• Source document
********************
Skip to content

The Canvas

A canvas is a 3D grid (T, H, W) of d_model-dimensional vectors. Each modality occupies a named region. The diffusion process operates on "output" regions; "input" regions serve as conditioning context.

CanvasLayout

layout = CanvasLayout(
    T=16, H=32, W=32, d_model=768,
    regions={
        "screen": (0, 16, 0, 24, 0, 24),         # raw tuple — defaults
        "mouse":  RegionSpec(bounds=(0, 16, 24, 26, 0, 4), loss_weight=2.0),
        "thought": RegionSpec(bounds=(0, 4, 28, 32, 0, 8), period=4),
        "prompt": RegionSpec(bounds=(0, 1, 26, 28, 0, 4), is_output=False),
    },
)

Raw 6-tuples auto-wrap as RegionSpec(bounds=tuple) — full backward compatibility.

RegionSpec fields

Field Default Meaning
bounds (required) (t0, t1, h0, h1, w0, w1) spatial-temporal extent
period 1 Canvas frames per real-world update
is_output True Participates in diffusion loss?
********************
• What you will do
(1) In the canvas layout documentation, what is the default value of the is_output field?
(2) Extend the canvas layout documentation from the point where it stops.
The lines that come after this documentation have no connection to it.
********************
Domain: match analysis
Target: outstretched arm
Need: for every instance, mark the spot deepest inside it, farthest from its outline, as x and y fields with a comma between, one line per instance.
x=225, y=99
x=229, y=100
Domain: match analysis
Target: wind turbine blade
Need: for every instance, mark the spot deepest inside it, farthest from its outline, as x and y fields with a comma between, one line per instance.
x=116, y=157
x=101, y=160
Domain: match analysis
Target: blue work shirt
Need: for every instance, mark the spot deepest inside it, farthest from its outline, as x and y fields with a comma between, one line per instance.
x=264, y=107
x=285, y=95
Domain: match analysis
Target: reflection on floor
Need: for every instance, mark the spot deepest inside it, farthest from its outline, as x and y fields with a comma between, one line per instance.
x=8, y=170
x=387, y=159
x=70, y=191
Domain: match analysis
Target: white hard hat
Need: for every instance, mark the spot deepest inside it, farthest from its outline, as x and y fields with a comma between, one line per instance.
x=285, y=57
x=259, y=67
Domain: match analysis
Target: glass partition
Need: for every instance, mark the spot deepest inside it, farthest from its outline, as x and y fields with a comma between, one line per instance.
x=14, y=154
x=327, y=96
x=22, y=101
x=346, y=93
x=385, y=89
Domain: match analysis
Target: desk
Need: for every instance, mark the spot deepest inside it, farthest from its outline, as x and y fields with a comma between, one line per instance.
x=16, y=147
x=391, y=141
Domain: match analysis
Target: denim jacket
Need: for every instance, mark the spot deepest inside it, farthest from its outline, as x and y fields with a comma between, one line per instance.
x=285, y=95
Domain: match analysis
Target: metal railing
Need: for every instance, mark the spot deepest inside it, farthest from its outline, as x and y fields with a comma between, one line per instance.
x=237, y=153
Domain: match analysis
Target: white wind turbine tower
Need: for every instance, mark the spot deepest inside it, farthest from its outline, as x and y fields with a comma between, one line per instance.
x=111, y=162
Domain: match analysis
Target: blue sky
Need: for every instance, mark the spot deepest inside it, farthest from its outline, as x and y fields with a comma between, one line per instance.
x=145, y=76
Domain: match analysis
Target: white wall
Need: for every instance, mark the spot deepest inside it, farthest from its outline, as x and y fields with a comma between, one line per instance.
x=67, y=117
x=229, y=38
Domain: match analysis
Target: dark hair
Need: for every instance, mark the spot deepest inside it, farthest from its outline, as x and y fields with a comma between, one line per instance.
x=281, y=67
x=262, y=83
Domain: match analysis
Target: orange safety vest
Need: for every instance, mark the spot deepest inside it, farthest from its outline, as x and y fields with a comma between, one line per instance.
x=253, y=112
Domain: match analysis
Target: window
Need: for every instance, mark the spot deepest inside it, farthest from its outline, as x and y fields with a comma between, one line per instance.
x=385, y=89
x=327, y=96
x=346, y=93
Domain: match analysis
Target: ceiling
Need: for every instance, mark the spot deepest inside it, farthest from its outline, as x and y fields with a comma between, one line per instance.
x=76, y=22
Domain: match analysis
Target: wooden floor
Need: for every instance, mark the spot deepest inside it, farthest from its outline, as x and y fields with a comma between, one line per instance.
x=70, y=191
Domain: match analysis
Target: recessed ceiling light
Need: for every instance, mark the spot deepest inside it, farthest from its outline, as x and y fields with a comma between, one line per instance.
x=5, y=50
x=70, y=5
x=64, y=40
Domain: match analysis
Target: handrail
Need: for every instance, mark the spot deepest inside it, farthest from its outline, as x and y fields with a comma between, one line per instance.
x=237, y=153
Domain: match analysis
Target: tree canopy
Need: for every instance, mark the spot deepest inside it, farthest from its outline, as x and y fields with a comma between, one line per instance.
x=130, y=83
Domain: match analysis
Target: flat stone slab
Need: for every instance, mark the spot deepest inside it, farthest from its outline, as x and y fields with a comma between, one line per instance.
********************
• Results for each task
(1) True

(2)
loss_weight 1.0 Relative loss weight
semantic_type None Human-readable modality description
semantic_embedding None Frozen vector for transfer distance
embedding_model "openai/text-embedding-3-small" Which model produced the embedding
default_attn "cross_attention" Default attention fn for outgoing connections
carrier "deterministic" Dynamics carrier: deterministic, diffusive, filter, memory, residual

Temporal frequency

A region with period=4 spanning t=0..3 means its 4 canvas slots map to real-world frames 0, 4, 8, 12.

layout.real_frame("thought", canvas_t=2)    # → 8
layout.canvas_frame("thought", real_t=8)    # → 2
layout.canvas_frame("thought", real_t=7)    # → None (not aligned)

Loss weight mask

weights = layout.loss_weight_mask("cuda")   # (N,) tensor
loss = (per_position_loss * weights).sum() / weights.sum()

Positions in is_output=True regions get their loss_weight; is_output=False or uncovered positions get 0. Overlapping regions accumulate additively.

Temporal frequency and fill modes

A region with period=4 updates every 4 real-world frames. When a fast region (period=1) attends to a slow region (period=4) at a timestep where the slow region hasn't updated, the connection's temporal_fill mode determines behavior. See Topology — Temporal fill modes for details.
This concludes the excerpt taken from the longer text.